_Task instructions_: Reproduce every one of the entries below line for line, leaving out the pictures.

_Dataset content_:
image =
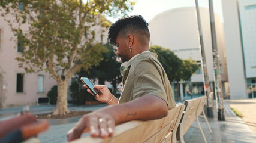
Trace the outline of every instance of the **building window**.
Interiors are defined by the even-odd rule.
[[[202,74],[202,69],[200,67],[197,71],[195,72],[195,74]]]
[[[22,47],[22,42],[20,41],[18,41],[18,52],[23,52]]]
[[[23,92],[23,77],[24,74],[22,73],[17,74],[17,92]]]
[[[1,29],[0,29],[0,49],[1,49],[1,43],[2,43],[2,41],[1,41],[1,36],[2,36],[2,30],[1,30]]]
[[[23,3],[20,2],[19,4],[19,10],[23,11]]]
[[[249,5],[245,7],[245,10],[255,9],[256,8],[256,5]]]
[[[37,92],[43,93],[44,92],[44,76],[38,76],[37,78]]]

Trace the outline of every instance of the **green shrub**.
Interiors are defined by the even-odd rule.
[[[50,99],[50,104],[55,105],[57,102],[57,96],[58,96],[58,86],[55,85],[52,86],[51,89],[48,91],[47,97]]]

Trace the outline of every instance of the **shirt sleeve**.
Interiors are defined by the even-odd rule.
[[[149,60],[143,60],[138,63],[134,74],[134,99],[153,95],[162,98],[168,105],[161,78],[162,73],[160,73],[161,71],[156,66]]]

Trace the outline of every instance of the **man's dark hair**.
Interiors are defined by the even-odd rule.
[[[108,39],[112,45],[116,46],[116,39],[122,33],[125,36],[132,33],[145,35],[149,41],[150,33],[147,23],[141,15],[131,15],[118,20],[109,28]]]

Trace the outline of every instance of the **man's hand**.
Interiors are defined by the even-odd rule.
[[[166,102],[155,95],[145,95],[130,102],[104,107],[82,117],[67,135],[70,141],[90,132],[93,137],[113,135],[116,125],[130,120],[158,119],[168,114]]]
[[[87,86],[86,85],[83,85],[83,86],[86,88],[87,88],[87,91],[93,95],[92,91],[89,89],[88,86]],[[110,101],[111,98],[112,98],[112,94],[111,94],[110,91],[109,91],[109,88],[106,85],[95,85],[94,86],[94,88],[96,88],[97,89],[99,90],[102,94],[97,94],[95,95],[95,99],[100,102],[107,103],[109,101]],[[115,100],[113,100],[113,101],[115,100],[115,104],[114,102],[112,102],[112,104],[117,104],[118,102],[118,100],[115,98]],[[116,100],[118,100],[116,101]]]
[[[114,134],[115,121],[106,113],[92,113],[85,115],[68,131],[68,141],[80,138],[83,133],[90,132],[92,137],[105,138]]]

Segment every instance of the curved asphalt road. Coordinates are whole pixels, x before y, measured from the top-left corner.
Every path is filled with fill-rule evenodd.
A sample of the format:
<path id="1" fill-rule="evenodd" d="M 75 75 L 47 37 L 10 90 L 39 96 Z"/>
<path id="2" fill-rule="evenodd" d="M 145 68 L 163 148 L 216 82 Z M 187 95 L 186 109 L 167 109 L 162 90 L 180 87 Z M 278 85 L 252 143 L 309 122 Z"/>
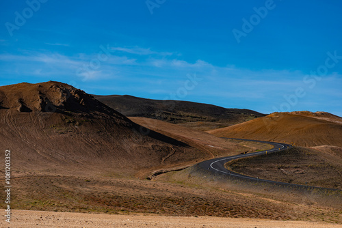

_Solved problem_:
image =
Trace the outline of every instance of the **building window**.
Interiors are defined by the even-odd rule.
[[[202,74],[202,69],[200,67],[197,71],[195,72],[195,74]]]
[[[22,47],[22,42],[20,41],[18,41],[18,52],[23,52]]]
[[[23,92],[23,77],[24,74],[22,73],[17,74],[17,92]]]
[[[1,29],[0,29],[0,49],[1,49],[1,43],[2,43],[2,41],[1,41],[1,36],[2,36],[2,30],[1,30]]]
[[[23,3],[20,2],[19,4],[19,10],[23,11]]]
[[[249,5],[245,7],[245,10],[255,9],[256,8],[256,5]]]
[[[37,92],[43,93],[44,92],[44,76],[38,76],[37,78]]]

Trace the outline of every instance of the **green shrub**.
Interiors are defined by the even-odd rule.
[[[50,99],[50,104],[55,105],[57,102],[57,96],[58,96],[58,86],[55,85],[52,86],[51,89],[48,91],[47,97]]]

Trace the outline of every instance of the **shirt sleeve**.
Interiors are defined by the even-odd rule.
[[[149,60],[143,60],[138,63],[134,74],[134,99],[153,95],[162,98],[168,105],[161,78],[162,73],[160,73],[161,71],[156,66]]]

Trace the outline of every instance of the **man's dark hair**.
Interiors are defined by the even-odd rule.
[[[108,39],[112,45],[116,46],[116,39],[122,33],[125,36],[132,33],[145,35],[149,41],[150,33],[147,23],[141,15],[131,15],[118,20],[109,28]]]

Trace the outline of every instance of the **man's hand**.
Interiors are defined by the even-odd rule.
[[[166,102],[155,95],[145,95],[130,102],[104,107],[82,117],[67,135],[70,141],[90,132],[93,137],[113,135],[116,125],[130,120],[158,119],[168,114]]]
[[[87,86],[86,85],[83,85],[83,86],[86,88],[87,88],[87,91],[93,95],[92,91],[89,89],[88,86]],[[110,101],[111,98],[112,98],[112,94],[111,94],[110,91],[109,91],[109,88],[106,85],[95,85],[94,86],[94,88],[96,88],[97,89],[99,90],[102,94],[97,94],[95,95],[95,99],[100,102],[107,103],[109,101]],[[115,100],[113,100],[113,101],[115,100],[115,104],[114,102],[112,102],[112,104],[117,104],[118,102],[118,100],[115,98]],[[116,100],[118,100],[116,101]]]
[[[114,134],[115,121],[106,113],[92,113],[85,115],[68,131],[68,141],[80,138],[83,133],[90,132],[92,137],[105,138]]]

Segment every instance of the curved asphalt road. Coordinates are whole pixels, x before y, measured from the top-left corner.
Every path is filled with fill-rule evenodd.
A sample of the format:
<path id="1" fill-rule="evenodd" d="M 75 75 L 47 37 L 10 90 L 39 96 Z"/>
<path id="2" fill-rule="evenodd" d="M 145 68 L 163 148 L 216 82 Z M 187 95 L 186 109 L 167 109 L 162 90 L 180 87 Z M 278 85 L 252 143 L 309 122 Z"/>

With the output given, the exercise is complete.